╭─ INPUT FOR THIS TASK

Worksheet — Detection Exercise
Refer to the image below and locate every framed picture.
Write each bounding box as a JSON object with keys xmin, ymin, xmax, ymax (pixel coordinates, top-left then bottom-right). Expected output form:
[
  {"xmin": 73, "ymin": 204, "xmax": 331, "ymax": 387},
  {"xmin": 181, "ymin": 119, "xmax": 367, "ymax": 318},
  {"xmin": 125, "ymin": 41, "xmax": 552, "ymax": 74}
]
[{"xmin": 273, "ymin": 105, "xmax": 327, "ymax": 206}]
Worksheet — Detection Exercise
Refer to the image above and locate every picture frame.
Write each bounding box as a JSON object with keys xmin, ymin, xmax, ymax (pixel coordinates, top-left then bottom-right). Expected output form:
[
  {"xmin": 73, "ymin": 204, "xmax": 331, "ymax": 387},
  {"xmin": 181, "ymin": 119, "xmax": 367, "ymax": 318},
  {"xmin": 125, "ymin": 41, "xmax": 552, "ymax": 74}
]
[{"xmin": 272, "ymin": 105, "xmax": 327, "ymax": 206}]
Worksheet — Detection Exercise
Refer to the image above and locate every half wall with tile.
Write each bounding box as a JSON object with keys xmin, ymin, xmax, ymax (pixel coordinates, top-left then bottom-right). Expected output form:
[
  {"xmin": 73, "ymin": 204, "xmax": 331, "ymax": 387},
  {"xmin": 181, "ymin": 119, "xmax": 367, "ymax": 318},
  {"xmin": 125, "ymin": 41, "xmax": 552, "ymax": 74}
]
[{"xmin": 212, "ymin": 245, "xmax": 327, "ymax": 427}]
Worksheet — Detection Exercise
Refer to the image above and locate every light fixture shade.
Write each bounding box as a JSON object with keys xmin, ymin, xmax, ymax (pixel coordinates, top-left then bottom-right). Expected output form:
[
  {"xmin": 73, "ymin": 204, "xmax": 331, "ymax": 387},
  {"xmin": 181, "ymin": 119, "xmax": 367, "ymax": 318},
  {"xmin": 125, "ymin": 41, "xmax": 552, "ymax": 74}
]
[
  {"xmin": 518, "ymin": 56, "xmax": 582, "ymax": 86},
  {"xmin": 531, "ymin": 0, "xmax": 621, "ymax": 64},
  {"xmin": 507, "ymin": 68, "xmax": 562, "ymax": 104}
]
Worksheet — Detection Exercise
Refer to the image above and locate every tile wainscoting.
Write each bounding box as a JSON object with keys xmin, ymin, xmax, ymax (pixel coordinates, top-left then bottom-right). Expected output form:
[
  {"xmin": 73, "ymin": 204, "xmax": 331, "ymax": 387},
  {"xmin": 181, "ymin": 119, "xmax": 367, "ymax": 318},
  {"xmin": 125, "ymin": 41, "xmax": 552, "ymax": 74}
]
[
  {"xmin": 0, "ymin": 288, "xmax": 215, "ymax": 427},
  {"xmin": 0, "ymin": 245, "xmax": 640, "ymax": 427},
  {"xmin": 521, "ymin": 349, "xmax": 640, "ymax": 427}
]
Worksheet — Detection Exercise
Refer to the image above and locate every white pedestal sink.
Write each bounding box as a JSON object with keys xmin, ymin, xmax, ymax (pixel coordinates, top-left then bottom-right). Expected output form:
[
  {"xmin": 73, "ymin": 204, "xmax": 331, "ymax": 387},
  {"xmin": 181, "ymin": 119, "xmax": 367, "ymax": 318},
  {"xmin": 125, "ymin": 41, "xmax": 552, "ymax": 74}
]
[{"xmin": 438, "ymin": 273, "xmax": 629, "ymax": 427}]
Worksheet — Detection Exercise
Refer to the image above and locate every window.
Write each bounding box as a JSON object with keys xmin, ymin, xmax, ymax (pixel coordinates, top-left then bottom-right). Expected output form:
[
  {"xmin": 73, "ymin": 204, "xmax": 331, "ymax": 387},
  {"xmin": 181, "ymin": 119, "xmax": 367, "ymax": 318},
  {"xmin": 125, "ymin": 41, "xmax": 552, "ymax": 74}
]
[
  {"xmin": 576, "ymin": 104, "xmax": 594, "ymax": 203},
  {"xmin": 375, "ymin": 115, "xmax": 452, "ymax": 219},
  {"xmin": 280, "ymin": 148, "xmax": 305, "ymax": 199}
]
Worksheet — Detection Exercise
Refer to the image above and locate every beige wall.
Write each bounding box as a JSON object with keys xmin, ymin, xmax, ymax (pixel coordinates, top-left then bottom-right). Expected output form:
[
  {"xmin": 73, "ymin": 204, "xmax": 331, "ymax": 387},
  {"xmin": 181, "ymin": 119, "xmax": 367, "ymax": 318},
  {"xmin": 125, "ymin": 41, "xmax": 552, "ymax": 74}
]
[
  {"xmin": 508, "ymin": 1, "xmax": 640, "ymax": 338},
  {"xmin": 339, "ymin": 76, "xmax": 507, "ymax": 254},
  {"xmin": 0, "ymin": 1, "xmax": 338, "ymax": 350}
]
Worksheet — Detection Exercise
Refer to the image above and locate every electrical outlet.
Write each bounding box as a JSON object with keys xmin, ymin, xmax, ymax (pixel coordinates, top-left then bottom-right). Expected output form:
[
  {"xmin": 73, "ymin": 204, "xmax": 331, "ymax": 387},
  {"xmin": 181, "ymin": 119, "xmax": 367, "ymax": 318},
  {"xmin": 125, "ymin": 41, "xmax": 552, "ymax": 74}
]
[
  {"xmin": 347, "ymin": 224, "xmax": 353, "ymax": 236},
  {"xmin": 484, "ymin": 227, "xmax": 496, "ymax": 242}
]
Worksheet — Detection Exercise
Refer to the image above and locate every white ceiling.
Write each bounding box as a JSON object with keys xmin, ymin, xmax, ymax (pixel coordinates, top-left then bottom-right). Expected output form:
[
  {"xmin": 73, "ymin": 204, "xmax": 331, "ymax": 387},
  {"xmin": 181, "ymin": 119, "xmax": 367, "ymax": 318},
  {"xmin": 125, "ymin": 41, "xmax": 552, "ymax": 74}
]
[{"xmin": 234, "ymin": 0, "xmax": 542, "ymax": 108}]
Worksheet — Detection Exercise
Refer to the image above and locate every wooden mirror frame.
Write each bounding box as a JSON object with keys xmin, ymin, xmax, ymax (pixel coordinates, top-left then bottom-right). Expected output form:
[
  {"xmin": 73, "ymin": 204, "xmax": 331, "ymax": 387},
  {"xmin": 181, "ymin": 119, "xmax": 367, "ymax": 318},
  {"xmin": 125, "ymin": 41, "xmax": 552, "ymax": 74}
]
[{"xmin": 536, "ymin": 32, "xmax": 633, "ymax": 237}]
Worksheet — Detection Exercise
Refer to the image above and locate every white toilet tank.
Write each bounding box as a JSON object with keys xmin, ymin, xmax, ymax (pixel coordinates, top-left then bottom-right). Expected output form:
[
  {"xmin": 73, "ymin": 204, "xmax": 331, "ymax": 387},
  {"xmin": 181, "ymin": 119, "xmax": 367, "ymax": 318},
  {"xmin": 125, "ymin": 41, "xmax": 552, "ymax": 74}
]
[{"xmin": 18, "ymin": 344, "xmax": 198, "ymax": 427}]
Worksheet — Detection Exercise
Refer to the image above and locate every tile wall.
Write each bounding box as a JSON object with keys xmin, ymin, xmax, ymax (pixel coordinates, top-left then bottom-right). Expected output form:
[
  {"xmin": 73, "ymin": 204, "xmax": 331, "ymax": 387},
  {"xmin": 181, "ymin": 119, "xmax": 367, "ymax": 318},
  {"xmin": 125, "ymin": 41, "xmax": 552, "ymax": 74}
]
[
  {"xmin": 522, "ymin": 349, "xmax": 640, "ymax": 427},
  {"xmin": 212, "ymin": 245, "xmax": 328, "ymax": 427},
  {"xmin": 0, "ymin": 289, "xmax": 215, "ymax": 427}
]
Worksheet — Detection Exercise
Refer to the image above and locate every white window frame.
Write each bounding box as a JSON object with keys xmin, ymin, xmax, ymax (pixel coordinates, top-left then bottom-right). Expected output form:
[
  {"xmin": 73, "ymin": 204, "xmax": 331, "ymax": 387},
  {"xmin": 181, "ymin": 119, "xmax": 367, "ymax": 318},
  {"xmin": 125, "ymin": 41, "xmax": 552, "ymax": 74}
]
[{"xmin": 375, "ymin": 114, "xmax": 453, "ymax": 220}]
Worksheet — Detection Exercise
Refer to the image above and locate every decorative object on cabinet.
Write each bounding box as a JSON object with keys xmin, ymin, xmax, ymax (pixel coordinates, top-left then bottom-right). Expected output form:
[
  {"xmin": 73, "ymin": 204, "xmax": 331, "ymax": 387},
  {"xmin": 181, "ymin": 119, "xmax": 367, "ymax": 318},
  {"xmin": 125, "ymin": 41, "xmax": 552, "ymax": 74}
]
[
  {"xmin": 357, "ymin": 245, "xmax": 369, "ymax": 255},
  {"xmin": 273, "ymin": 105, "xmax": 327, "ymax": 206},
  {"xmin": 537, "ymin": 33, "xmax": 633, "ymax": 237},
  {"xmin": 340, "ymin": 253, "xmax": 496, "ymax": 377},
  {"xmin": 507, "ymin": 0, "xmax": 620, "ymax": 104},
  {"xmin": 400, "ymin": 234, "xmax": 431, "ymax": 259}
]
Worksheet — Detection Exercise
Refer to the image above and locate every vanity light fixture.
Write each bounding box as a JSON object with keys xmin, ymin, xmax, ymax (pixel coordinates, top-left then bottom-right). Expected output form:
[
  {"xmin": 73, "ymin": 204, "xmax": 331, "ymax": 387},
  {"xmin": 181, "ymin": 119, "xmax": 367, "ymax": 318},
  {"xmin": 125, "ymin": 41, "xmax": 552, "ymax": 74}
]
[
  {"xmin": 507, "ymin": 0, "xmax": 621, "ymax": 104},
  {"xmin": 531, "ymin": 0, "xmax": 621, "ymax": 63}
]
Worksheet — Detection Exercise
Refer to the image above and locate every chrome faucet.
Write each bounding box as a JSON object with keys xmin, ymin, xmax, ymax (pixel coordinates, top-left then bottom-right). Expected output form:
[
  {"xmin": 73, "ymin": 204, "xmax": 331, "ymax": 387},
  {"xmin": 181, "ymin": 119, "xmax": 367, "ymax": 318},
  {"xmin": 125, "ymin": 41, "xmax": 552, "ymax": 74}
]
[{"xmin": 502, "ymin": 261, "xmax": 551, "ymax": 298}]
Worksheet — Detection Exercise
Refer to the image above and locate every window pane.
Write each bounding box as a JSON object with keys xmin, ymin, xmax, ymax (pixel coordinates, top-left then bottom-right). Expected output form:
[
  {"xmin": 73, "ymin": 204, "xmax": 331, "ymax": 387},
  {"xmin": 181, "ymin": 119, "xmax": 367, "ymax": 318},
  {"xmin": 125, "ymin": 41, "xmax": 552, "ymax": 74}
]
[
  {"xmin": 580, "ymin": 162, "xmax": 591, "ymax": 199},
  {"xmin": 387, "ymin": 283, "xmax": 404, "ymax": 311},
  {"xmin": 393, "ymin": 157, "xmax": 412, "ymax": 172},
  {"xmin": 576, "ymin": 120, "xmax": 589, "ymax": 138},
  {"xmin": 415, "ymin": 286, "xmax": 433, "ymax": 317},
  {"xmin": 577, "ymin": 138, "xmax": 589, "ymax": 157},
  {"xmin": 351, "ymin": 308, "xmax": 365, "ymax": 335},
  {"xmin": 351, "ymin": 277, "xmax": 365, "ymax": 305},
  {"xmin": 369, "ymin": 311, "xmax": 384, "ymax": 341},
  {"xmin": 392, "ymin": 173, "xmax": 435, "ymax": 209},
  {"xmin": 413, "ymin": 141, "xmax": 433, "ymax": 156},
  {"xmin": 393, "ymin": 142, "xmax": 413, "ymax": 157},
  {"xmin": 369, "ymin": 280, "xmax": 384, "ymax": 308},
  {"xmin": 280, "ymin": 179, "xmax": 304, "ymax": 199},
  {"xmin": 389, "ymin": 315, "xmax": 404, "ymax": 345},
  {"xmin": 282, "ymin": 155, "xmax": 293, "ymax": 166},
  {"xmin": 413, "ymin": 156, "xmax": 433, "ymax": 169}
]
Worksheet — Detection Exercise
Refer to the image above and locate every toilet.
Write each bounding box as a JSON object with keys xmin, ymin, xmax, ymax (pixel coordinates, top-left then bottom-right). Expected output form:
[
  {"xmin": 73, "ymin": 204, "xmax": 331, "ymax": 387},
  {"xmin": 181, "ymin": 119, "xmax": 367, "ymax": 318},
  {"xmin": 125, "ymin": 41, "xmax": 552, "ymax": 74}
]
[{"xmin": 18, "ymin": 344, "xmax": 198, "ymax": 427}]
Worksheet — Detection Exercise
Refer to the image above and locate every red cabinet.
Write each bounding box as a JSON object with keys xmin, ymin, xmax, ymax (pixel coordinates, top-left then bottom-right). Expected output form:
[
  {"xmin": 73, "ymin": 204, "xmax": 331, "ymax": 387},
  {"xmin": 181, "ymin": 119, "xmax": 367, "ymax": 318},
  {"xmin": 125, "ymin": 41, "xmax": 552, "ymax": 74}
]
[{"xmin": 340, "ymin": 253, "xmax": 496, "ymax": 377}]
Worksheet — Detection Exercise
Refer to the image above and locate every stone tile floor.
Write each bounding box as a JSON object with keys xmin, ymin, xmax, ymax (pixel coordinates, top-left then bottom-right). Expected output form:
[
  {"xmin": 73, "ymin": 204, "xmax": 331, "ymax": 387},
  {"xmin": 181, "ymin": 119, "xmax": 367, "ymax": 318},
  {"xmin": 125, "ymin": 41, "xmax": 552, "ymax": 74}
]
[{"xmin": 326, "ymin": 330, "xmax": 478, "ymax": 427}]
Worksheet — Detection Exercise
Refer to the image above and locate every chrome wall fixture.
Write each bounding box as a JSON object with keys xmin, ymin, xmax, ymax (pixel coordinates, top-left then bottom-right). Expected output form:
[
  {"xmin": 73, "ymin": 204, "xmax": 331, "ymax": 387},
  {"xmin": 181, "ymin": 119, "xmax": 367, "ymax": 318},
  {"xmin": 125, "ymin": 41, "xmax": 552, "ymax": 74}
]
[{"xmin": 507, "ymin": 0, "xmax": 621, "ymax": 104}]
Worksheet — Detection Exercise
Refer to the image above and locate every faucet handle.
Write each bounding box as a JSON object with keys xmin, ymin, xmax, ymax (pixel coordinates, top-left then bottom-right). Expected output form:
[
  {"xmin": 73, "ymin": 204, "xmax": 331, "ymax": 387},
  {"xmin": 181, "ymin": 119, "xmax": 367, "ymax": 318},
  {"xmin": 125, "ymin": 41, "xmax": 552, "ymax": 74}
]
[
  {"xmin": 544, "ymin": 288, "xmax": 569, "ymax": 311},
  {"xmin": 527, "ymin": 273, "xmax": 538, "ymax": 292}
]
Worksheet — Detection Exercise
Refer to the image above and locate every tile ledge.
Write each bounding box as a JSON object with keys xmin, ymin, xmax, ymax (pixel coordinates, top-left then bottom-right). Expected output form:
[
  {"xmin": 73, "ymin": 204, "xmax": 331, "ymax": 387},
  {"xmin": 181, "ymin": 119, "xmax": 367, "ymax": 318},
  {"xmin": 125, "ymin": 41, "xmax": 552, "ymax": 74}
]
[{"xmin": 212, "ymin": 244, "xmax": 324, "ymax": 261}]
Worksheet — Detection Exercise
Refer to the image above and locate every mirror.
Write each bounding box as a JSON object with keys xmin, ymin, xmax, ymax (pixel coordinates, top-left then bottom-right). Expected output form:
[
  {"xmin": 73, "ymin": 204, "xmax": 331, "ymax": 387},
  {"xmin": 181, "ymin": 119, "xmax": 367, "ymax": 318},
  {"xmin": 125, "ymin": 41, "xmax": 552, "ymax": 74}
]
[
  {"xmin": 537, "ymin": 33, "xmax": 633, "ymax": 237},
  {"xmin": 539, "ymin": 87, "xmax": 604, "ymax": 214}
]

╰─

▸ TASK REQUIREMENTS: Pick out and copy each line above that contains the word "faucet". Case counts.

▸ RESULT OF THE EXERCISE:
Refer to the image above and locate every chrome faucet.
Refer to the image above and locate every faucet handle.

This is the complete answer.